Stated goal 1:
Which of Axell's contemporaries does the article on Evelyne Axell name?
Stated goal 2:
Resume the article on Evelyne Axell from the point where it stops.

Supplied text:

* * *

Solo presentation of the major Pop Art figure Evelyne Axell on view at Muzeum Susch

The First Art Newspaper on the Net    Established in 1996 Saturday, April 20, 2024


Solo presentation of the major Pop Art figure Evelyne Axell on view at Muzeum Susch
Evelyne Axell, The Champions (Les Championnes), 1966, diptych, oil on canvas, spray paint on cut-out canvas, two panels, 160 × 60 cm each. Courtesy Collection Philippe Axell, Photo Paul Louis. Copyright: ADAGP, Paris - Prolitteris, Zurich 2020.



SUSCH.- Muzeum Susch presents Body Double, a solo presentation of the major Pop Art figure, Evelyne Axell (1935-1972). Axell embraced Pop Art in the 1960s, pioneering an original feminist take on the male-dominated genre. Axell ultimately transcended the established economies of Pop Art iconography at the time, her distinct body of work populated by an all female universe reclaiming the discourse of women’s sexuality.

Evelyne Axell’s career was tragically cut short by her untimely death in a car accident, aged just 37, meaning her work and contribution to early feminist art and Pop Art was subsequently left out of the dominant narrative of art history, alongside her contemporaries such as Pauline Boty, Rosalind Drexler, Kiki Kogelnik, and Dorothy Iannone, who have only found due recognition in recent years. Co-curated by Anke Kempkes, international curator, art historian and art critic and Krzysztof Kościuczuk, artistic director of Muzeum Susch this exhibition will present several dozen works across the artist’s oeuvre. Body Double brings together a selection of collages and painterly objects - often created with novel artificial materials, such as her signature technique of painting plastic with car enamel - as well as rare three-dimensional pieces and works on paper, many of which have not been on view in decades. Following a presentation at Museum Abteiberg, Mönchengladbach in 2011, this will be the largest solo museum retrospective to be staged outside of Axell’s native Belgium in decades.

Born in Belgium in 1935, Axell began her career as a TV presenter under the name of Evelyne Axell, becoming a charismatic and acclaimed theatre and film actress, as well as script writer in the Nouvelle Vague genre. Tutored for by the Belgian Surrealist René Magritte, Axell turned to painting in 1964. Axell filtered the contemporary vocabulary of Pop Art through an own reading of Surrealism. Her daring work was initially met with such derision by male critics that she decided to drop her first name Evelyne to publish professional work under the androgynous ‘Axell’ in order to escape the associations of her gender.

* * *

Stored data:

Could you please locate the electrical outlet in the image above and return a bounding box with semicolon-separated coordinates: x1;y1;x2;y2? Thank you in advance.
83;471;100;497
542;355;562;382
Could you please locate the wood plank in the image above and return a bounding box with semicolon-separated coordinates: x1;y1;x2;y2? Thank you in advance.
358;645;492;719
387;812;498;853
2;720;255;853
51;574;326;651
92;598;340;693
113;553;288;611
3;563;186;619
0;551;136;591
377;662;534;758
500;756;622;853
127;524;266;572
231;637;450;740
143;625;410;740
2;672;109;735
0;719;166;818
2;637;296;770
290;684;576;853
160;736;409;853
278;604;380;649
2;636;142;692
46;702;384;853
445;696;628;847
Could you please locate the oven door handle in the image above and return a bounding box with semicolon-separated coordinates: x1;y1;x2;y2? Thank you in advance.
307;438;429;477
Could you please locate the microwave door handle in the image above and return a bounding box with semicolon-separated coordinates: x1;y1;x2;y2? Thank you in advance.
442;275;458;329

* * *

Reply 1:
Pauline Boty, Rosalind Drexler, Kiki Kogelnik, and Dorothy Iannone

Reply 2:
Body Double offers a close reading of Axell’s self-articulations and the aesthetic treatment of the meta-autobiographical dimension in her work. The exhibition will also highlight the diverse political themes in Axell’s work, situating her iconography in an international perspective of the time. As an active witness of the era of sexual liberation, Axell’s explorations focussed on a female body that was both liberated from past painterly conventions of depicting femininity and, ultimately, from the heterosexual and patriarchal matrix of society – both historical and contemporary. Throughout her work, Axell forged a signature iconography of empowered female nudes inhabiting spheres of utopian homosociality. As the artist herself said, “Despite all aggressiveness, my universe abounds above all in an unconditional love for life. My subject
is clear: nudity and femininity experiment in the utopia of a bio-botanical freedom, that means
a freedom without frustration nor gradual submission, and that tolerates only the limits that it
sets itself.” (Axell, 1970)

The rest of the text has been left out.